Document section:
Understanding holographic photopolymer-dispersed liquid crystals for data storage

Interferometry at the zero spatial frequency limit and analysis of diffracted orders for very low spatial frequency gratings reveal the factors that control grating formation.
06 August 2013
Inmaculada Pascual, Sergi Gallego, Andrés Márquez, Manuel Ortuño, Jorge Francés and Augusto Beléndez

Holography is a technique to obtain optical elements (diffraction gratings, lenses, or mirrors), as well as data storage devices, by controlling both the phase and intensity of light. For these applications, the recording material must be optimized for efficient diffraction (i.e., with low scattering) and maximum information storage. Photopolymer materials are inexpensive, self-processing, have the ability to record low-loss, high-diffraction-efficiency optical elements, and also have high data storage capability, and thus are of interest for holographic recording media. In general, these materials absorb light of the appropriate wavelength, causing photopolymerization of the local monomer, inducing a change in the material refractive index and thickness.

Among photopolymeric materials, holographic polymer dispersed liquid crystals (H-PDLCs) are some of the most interesting. To obtain H-PDLCs, we mix liquid crystal molecules with photopolymer.1 The liquid crystals change their refractive index when an external electric field is applied. When this type of material is exposed to an interference pattern, local differences in photopolymerization rates induce periodic phase separation of discrete liquid crystal molecules, commensurate with the period of the interference pattern. When such a mixture is exposed to the optical field of two or more interfering laser beams, photopolymerization occurs more rapidly in the bright than in the dark regions of the interference pattern.

Two transformations—polymerization and diffusion—take place inside the H-PDLC during recording. We can characterize such a material by examining its behavior. Holographic recording materials are usually characterized by recording optical elements as diffraction gratings2 (periodic structures that split the light beam into several beams, called orders, traveling in different directions). We have used two methods to characterize H-PDLC: an interferometric and a diffractive method. The main advantages of these methods are that characterization and optimization of the material, and recording holographic gratings, are performed simultaneously, and we obtain real-time information on polymerization and diffusion. The interferometric method enables us to analyze the influence of polymerization in the absence of diffusion, and the diffractive method provides information on the effect of diffusion in the absence of polymerization. By combining the two, we can understand the influence of different components, such as the liquid crystal molecules, on grating formation.

Items from a data source
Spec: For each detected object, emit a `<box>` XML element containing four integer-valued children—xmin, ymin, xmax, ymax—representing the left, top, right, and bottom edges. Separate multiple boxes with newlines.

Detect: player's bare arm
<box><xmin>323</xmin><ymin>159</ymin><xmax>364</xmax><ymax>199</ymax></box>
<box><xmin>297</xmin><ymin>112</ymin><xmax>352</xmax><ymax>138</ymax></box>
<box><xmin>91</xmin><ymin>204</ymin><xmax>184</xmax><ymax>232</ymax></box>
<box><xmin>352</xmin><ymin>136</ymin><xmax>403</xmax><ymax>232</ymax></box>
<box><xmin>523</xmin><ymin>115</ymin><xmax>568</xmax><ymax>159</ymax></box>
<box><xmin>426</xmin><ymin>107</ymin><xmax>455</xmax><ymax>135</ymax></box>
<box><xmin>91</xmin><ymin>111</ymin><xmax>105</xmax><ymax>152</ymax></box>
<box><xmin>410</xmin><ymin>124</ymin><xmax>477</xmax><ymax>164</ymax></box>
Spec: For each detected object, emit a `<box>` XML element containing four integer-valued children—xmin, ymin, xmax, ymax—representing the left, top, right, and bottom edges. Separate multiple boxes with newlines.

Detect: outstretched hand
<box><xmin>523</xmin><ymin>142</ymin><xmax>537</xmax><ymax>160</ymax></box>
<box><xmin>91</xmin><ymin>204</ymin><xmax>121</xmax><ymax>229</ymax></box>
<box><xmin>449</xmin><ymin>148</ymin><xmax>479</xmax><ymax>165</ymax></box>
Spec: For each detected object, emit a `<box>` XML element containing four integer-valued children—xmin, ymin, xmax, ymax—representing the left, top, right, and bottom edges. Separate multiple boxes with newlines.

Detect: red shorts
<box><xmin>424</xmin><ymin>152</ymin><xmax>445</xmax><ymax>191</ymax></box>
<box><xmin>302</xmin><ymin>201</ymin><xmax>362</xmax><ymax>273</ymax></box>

To-do list:
1 – In the article on holographic polymer dispersed liquid crystals, which two transformations take place inside the H-PDLC during recording?
2 – Write the next part of the article on holographic polymer dispersed liquid crystals, picking up after its final sentence.

Task answers:
1 – Polymerization and diffusion.

2 –
Figure 1. Experimental setup for zero spatial frequency analysis. P: Polarizer. WP: Wave plate. MO: Microscope objective.

The first method is based on an interferometer that has been used to characterize liquid crystal displays (LCDs) by their phase shift versus applied voltage: see Figure 1.3 We used a diffraction grating with a spatial frequency of four lines per millimeter to generate a series of diffracted orders and blocked all the orders except +1 and −1. One of the two orders overlaps the exposed zone (illuminated by a 532nm laser), and the other overlaps the non-exposed zone. At the sample, the distance between the two orders is approximately 1cm, which eliminates the influence of monomer diffusion in the polymerization process. Afterwards, the orders are brought to interfere. From the interference pattern we can determine what happens inside the material due to polymerization. Diffusion does not occur.

Figure 2. Behaviors of photopolymer at the zero spatial frequency limit in transmission for different quantities of liquid crystal (LC) molecules.

Figure 3. Experimental setup used to analyze the recording of gratings in real time. LCD: Liquid crystal display.

For the photopolymer we used dipentaerythritol penta/hexa-acrylate as monomer and binder, N-vinyl pyrrolidone as crosslinker, ethyl eosin as dye, and N-methyl diethanolamine as radical generator.4 To characterize the material, we used layers 42μm thick to increase the phase shift, which allows us to view more clearly the influence of the liquid crystal concentration.

We used this interferometric method to analyze the influence of the dispersed liquid crystal concentrations on the polymerization process: see Figure 2. The phase shift (which is related to the polymer refractive index4) decreases from 600 to 250° as the concentration of liquid crystal molecules increases.

Figure 4. Diffraction intensities of the first four orders for a grating with spatial period of 0.168mm.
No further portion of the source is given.